Quote exactly, and only, the lines from the one with "target | ceramic sunflower" through the end of the listing.

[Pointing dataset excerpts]

====================

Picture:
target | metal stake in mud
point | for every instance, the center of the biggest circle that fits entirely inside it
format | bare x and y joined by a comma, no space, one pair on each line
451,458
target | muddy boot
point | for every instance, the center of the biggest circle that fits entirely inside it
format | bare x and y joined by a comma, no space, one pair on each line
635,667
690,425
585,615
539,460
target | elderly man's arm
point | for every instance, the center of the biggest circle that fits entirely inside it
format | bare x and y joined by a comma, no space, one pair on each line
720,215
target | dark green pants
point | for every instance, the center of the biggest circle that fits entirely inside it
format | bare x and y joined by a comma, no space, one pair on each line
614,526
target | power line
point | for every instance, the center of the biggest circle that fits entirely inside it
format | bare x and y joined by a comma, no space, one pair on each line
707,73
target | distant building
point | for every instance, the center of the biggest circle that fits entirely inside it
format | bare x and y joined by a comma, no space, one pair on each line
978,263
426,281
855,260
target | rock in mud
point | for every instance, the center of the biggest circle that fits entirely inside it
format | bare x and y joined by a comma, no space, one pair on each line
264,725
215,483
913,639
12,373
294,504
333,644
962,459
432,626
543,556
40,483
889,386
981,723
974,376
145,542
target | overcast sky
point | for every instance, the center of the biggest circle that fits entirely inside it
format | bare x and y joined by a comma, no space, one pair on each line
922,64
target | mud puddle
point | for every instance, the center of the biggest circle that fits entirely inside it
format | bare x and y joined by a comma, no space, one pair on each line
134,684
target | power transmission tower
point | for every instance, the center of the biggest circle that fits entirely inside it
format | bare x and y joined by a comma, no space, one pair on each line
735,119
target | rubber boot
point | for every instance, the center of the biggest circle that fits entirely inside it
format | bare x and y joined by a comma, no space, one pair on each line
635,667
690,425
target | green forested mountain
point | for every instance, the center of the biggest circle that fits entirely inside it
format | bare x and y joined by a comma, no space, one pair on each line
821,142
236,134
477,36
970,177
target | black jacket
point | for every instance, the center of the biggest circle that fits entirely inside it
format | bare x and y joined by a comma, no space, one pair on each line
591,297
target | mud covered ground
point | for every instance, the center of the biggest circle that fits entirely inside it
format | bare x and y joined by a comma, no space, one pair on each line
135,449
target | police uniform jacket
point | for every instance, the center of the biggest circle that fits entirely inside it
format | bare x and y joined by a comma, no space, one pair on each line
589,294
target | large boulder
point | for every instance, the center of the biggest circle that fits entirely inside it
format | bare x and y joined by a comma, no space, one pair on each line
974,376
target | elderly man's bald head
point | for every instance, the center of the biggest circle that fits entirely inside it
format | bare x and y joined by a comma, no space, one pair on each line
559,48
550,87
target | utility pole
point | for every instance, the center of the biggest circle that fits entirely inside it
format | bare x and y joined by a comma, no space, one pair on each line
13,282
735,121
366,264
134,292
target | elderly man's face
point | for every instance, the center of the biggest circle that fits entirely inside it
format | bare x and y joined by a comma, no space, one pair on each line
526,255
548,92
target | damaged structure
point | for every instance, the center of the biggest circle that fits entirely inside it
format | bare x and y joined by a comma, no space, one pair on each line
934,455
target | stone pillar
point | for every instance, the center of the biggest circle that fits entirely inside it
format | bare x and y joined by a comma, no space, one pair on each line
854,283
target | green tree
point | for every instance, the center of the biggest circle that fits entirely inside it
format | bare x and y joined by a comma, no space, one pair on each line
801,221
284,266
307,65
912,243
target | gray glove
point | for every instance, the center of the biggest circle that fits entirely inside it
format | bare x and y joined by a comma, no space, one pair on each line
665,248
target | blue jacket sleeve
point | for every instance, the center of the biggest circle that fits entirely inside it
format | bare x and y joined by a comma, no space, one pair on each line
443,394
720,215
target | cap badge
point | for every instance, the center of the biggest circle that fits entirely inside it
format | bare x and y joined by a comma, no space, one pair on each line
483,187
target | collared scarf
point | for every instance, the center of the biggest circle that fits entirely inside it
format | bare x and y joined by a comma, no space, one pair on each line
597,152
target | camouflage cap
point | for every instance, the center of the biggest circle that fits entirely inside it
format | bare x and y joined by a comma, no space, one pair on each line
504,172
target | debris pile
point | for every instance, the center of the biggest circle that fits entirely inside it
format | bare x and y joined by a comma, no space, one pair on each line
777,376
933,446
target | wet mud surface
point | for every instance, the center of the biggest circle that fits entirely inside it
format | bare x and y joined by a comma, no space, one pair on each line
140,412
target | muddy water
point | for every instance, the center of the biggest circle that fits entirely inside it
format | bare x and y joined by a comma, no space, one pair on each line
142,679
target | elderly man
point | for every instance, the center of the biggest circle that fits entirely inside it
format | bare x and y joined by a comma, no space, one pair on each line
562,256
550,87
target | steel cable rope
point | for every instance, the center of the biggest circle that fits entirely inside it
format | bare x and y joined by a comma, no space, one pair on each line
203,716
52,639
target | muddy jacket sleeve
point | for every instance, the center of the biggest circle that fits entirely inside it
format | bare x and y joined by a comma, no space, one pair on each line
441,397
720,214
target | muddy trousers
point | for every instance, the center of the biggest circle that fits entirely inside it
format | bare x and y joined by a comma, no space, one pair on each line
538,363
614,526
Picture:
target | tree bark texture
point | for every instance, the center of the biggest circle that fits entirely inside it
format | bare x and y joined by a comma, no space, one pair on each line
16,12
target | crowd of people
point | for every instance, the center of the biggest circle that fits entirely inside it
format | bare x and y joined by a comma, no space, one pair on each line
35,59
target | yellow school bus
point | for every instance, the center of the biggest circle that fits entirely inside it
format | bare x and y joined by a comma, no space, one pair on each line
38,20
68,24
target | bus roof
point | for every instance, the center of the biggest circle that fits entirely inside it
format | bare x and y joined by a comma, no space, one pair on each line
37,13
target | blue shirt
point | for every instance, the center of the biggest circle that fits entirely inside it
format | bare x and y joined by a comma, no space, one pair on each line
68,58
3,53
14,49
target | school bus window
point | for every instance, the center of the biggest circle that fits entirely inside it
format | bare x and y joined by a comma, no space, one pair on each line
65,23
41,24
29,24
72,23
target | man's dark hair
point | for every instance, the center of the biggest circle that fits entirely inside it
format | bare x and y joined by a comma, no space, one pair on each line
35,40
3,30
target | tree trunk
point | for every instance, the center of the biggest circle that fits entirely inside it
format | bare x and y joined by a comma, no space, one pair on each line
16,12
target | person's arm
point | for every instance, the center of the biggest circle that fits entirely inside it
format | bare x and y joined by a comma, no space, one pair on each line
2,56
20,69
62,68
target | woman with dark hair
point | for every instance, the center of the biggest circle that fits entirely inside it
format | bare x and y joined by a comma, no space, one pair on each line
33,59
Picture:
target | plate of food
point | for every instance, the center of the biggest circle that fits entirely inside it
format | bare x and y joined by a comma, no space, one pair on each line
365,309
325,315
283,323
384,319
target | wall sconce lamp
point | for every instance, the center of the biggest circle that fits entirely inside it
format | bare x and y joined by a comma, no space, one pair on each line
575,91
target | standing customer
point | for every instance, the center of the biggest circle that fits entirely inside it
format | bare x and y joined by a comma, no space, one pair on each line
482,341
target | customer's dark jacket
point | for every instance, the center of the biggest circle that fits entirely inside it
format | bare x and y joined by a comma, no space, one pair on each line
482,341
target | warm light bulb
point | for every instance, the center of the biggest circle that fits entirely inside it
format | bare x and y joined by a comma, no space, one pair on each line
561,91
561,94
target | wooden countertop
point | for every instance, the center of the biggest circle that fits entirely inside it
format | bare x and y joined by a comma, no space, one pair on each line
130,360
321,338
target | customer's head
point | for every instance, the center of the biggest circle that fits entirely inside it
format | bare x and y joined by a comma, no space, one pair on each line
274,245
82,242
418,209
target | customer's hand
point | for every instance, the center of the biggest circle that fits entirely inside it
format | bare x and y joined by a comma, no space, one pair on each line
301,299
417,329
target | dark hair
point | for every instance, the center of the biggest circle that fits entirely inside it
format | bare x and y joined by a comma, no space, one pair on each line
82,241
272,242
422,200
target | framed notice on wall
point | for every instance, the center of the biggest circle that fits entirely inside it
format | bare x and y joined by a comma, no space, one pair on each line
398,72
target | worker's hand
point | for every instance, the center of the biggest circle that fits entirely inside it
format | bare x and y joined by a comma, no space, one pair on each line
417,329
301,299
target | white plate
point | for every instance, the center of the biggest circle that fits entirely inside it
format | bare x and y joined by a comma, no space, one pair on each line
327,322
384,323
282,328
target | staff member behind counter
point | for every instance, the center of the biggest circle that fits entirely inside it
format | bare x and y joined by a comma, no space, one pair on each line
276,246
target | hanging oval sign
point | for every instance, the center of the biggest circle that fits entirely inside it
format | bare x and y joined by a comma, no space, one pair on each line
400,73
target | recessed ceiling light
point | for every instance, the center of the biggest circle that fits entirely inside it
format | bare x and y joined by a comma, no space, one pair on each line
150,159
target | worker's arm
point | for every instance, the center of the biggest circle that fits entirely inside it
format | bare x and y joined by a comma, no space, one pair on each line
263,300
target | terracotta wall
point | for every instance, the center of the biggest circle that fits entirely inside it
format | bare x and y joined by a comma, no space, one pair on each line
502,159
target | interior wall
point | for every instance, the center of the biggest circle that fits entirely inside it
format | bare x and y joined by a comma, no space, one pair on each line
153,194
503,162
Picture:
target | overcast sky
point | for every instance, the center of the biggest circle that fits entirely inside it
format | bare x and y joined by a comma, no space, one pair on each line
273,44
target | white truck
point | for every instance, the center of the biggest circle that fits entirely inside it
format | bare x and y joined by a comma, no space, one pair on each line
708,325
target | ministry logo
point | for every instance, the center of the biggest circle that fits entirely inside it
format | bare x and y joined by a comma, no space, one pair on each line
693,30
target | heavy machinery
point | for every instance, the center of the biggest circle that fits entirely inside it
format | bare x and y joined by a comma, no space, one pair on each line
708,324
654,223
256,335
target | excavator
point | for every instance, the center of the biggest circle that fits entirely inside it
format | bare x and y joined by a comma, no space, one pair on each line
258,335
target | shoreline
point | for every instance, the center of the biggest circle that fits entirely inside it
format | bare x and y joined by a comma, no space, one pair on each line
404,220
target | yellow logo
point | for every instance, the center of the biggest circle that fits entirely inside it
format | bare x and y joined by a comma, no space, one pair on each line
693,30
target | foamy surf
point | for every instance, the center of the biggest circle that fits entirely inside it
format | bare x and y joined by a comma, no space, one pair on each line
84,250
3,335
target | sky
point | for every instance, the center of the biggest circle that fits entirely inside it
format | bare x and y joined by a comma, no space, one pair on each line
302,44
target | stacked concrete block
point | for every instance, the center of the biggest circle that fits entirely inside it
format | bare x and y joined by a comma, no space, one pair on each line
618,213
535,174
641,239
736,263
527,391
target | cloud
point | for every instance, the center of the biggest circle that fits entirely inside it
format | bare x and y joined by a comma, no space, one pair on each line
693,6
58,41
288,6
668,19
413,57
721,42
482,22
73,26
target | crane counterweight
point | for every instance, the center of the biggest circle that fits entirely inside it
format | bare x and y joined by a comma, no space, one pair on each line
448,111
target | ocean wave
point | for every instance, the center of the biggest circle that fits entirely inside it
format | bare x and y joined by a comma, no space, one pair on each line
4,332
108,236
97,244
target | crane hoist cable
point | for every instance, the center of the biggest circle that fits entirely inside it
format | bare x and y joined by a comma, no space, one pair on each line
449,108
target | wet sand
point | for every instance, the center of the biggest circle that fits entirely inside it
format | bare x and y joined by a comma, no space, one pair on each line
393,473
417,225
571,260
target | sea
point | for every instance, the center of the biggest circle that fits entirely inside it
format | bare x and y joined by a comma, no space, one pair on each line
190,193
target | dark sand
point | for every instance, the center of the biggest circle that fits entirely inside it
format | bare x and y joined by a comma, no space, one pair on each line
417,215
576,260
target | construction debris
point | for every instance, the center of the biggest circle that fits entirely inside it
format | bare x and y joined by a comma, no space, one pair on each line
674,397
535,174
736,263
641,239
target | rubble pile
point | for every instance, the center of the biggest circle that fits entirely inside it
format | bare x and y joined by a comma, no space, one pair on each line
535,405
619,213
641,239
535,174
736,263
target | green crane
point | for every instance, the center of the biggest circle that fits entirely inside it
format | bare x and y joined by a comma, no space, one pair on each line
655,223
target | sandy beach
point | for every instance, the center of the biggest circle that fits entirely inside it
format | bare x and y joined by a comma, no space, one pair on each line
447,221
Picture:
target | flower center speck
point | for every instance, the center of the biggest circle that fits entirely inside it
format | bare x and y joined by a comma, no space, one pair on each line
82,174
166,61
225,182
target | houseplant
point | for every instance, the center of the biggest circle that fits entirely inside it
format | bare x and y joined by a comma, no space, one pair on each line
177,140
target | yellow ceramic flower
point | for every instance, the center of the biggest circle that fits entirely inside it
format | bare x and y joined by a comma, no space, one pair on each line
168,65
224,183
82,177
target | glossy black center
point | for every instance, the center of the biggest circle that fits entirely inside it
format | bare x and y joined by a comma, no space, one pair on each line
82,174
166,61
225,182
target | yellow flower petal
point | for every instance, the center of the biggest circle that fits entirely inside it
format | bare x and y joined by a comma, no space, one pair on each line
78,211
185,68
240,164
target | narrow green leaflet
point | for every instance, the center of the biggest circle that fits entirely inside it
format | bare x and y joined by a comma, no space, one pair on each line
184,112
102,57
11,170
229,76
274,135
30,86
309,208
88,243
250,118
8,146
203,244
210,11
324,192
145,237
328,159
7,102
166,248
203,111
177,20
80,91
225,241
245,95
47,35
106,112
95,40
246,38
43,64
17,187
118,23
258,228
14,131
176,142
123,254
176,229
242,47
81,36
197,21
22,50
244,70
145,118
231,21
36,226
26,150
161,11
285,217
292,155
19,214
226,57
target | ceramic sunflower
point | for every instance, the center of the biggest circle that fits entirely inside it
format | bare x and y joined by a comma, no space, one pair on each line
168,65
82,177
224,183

====================

Completed exercise =>
target | ceramic sunflower
point | for every instance, the center of the biggest circle that fits entirely inside it
format | bare x and y joined by a comma, no space, one pair on each line
168,65
82,177
224,183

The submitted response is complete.